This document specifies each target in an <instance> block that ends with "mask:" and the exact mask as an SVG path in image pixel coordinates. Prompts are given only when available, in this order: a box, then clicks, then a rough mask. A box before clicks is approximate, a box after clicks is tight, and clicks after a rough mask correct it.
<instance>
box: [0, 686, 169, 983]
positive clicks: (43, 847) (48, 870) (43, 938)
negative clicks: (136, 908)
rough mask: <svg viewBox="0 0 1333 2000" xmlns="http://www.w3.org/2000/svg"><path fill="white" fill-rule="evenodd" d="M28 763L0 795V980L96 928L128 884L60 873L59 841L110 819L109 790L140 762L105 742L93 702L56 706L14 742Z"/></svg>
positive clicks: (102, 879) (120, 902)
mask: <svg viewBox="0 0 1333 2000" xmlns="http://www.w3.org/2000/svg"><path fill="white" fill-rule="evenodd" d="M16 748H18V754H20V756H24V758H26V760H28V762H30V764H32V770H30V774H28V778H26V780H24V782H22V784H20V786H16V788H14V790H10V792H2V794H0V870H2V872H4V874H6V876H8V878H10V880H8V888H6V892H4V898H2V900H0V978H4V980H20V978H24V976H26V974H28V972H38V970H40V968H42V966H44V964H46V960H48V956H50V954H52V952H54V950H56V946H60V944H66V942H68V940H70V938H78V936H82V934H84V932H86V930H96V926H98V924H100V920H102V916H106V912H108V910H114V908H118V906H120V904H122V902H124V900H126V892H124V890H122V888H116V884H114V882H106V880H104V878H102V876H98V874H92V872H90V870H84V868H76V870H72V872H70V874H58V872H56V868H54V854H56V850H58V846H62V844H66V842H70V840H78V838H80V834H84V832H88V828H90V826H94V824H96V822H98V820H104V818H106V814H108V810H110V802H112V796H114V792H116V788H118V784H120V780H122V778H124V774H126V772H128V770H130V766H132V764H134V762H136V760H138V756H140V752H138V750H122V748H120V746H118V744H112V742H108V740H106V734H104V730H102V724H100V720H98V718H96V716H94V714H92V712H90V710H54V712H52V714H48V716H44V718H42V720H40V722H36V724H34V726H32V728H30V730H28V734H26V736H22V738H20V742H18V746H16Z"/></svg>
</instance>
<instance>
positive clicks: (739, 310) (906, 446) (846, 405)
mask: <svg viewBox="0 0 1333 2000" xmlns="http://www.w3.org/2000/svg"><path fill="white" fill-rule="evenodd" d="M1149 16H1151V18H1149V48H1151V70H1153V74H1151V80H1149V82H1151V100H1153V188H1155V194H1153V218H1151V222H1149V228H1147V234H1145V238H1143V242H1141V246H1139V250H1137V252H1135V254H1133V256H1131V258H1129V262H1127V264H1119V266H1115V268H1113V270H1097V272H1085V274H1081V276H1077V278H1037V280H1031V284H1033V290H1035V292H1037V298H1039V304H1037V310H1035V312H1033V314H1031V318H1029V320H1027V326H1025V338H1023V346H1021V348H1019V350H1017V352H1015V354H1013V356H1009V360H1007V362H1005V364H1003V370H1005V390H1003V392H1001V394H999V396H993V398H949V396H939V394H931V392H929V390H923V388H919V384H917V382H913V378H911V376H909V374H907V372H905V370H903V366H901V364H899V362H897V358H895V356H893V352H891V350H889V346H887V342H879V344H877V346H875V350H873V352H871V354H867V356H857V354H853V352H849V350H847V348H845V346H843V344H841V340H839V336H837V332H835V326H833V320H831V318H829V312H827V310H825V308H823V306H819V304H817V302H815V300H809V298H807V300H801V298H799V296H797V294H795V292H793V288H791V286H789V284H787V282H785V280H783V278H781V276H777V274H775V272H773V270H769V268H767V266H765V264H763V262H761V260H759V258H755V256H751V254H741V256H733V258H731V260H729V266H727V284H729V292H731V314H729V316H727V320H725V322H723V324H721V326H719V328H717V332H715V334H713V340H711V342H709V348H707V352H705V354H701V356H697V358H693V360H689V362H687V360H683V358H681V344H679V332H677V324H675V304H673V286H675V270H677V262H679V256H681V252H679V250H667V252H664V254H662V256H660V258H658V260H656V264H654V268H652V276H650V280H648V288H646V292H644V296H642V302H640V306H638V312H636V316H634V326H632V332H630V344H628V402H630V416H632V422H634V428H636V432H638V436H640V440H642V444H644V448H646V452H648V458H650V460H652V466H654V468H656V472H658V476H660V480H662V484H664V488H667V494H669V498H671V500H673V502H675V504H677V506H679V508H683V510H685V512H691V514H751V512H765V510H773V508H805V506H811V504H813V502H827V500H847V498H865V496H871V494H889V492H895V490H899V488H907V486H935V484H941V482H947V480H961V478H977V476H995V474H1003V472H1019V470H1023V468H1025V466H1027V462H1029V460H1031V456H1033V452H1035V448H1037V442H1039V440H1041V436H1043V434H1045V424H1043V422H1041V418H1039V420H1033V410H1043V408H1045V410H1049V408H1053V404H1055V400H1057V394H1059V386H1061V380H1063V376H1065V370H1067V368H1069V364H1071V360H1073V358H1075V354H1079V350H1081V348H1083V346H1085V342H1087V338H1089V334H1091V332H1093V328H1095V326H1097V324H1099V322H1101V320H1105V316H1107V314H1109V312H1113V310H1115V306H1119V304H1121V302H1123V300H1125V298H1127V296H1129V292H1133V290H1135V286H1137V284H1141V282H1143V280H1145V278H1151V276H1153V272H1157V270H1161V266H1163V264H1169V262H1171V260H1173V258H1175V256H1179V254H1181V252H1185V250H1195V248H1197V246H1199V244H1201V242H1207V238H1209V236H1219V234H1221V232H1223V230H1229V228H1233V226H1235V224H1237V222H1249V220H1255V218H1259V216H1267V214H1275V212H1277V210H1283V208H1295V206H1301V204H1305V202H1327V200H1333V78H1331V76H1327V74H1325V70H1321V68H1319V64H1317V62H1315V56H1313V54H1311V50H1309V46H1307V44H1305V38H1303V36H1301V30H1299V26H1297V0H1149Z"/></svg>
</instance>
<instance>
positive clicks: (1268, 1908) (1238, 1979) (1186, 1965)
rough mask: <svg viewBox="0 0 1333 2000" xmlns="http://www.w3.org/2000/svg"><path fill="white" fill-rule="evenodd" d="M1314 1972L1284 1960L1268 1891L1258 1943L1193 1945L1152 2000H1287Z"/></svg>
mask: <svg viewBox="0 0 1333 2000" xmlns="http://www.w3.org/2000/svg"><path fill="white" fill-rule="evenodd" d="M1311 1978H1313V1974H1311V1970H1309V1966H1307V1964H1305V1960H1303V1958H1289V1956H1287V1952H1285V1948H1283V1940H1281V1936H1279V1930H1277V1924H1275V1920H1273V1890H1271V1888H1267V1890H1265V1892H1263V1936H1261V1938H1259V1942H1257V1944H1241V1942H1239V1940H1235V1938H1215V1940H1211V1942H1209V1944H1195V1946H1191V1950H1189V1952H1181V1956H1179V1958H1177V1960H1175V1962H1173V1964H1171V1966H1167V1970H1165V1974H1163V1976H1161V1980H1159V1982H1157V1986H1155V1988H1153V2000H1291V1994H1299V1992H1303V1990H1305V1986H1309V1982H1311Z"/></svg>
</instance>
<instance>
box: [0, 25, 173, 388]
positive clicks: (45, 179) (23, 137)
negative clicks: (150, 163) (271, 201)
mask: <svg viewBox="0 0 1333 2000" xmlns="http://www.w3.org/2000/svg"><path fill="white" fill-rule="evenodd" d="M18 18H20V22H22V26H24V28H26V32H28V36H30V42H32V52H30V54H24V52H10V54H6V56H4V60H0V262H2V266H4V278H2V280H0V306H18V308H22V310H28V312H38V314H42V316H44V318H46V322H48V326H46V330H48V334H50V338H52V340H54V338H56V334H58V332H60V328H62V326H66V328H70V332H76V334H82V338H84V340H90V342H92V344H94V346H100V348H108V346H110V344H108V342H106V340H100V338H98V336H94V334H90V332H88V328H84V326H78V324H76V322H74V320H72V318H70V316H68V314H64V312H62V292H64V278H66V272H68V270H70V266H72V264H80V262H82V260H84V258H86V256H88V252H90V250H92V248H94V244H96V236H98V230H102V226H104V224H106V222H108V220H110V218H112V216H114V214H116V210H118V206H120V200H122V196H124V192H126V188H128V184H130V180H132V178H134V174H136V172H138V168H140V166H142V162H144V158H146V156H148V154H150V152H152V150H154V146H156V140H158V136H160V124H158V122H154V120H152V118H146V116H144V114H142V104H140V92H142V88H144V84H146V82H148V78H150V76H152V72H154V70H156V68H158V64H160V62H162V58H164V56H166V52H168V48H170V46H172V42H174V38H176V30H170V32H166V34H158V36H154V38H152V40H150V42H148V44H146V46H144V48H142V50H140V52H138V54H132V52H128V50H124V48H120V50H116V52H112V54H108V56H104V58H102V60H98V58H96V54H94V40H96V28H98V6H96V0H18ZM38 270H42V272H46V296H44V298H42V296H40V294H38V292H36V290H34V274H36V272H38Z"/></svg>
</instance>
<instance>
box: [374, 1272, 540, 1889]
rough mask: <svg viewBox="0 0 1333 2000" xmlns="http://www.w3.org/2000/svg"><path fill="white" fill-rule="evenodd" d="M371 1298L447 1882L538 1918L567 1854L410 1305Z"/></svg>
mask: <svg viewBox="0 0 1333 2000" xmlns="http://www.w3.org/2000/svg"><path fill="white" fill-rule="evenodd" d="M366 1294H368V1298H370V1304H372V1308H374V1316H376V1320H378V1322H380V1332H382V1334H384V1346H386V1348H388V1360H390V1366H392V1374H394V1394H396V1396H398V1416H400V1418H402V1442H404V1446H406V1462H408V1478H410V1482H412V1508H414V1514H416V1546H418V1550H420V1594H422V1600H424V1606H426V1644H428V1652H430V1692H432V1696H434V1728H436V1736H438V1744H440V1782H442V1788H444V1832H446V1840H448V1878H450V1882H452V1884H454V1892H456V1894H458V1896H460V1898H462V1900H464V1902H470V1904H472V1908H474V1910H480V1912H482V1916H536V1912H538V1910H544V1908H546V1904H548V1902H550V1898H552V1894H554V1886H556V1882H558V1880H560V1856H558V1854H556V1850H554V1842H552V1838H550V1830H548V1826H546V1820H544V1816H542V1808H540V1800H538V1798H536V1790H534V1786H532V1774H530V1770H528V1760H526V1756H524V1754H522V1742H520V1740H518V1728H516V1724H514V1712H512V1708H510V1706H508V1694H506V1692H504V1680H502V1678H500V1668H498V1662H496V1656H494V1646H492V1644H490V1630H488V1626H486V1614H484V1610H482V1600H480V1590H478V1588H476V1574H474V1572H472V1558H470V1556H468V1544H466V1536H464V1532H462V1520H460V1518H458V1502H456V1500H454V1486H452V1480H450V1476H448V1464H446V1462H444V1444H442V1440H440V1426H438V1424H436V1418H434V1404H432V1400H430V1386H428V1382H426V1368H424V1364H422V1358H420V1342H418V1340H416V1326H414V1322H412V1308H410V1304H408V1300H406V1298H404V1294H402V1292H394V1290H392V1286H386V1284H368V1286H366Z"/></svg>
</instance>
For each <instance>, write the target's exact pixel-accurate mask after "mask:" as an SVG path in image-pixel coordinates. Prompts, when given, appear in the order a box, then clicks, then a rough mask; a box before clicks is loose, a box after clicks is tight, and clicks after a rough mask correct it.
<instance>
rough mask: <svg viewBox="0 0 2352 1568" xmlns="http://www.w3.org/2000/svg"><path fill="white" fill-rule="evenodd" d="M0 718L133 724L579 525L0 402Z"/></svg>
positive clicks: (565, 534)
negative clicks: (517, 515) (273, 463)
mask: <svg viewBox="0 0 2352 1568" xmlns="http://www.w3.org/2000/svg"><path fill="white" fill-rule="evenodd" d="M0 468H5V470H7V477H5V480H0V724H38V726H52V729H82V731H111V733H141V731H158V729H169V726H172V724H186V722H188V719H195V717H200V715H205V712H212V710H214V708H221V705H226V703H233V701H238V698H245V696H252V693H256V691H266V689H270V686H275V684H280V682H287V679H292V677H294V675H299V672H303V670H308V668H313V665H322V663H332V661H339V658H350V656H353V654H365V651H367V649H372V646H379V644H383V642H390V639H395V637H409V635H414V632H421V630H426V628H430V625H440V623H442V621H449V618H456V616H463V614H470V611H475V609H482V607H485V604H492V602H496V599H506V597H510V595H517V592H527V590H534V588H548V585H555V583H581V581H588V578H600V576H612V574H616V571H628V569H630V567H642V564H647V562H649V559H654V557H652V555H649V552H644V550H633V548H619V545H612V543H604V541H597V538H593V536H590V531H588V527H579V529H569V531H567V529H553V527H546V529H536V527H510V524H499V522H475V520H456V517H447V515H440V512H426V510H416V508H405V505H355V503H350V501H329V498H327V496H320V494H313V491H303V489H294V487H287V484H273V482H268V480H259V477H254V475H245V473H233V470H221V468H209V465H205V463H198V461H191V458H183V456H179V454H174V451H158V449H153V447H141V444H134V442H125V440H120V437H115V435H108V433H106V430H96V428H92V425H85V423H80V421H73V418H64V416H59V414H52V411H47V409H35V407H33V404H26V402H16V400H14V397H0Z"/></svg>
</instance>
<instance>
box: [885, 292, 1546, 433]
============================================================
*Work to complete*.
Retype every line of the listing, word for word, from its opening line to the line that holds "763L0 795V980L96 928L128", and include that last line too.

*Reply*.
This document specifies each target in an <instance> block that ends with "mask:" and the exact mask as an SVG path in image pixel coordinates. Prompts are given only when available, in this order: a box, then clicks, then a rough mask. A box before clicks is approximate, a box after clicks is tight, and clicks after a rough mask correct it.
<instance>
box: [0, 686, 169, 983]
positive clicks: (43, 847) (48, 870) (43, 938)
negative clicks: (136, 908)
rough mask: <svg viewBox="0 0 1333 2000" xmlns="http://www.w3.org/2000/svg"><path fill="white" fill-rule="evenodd" d="M28 763L0 795V980L96 928L128 884L60 873L59 841L110 819L109 790L140 762L105 742L93 702L56 706L14 742Z"/></svg>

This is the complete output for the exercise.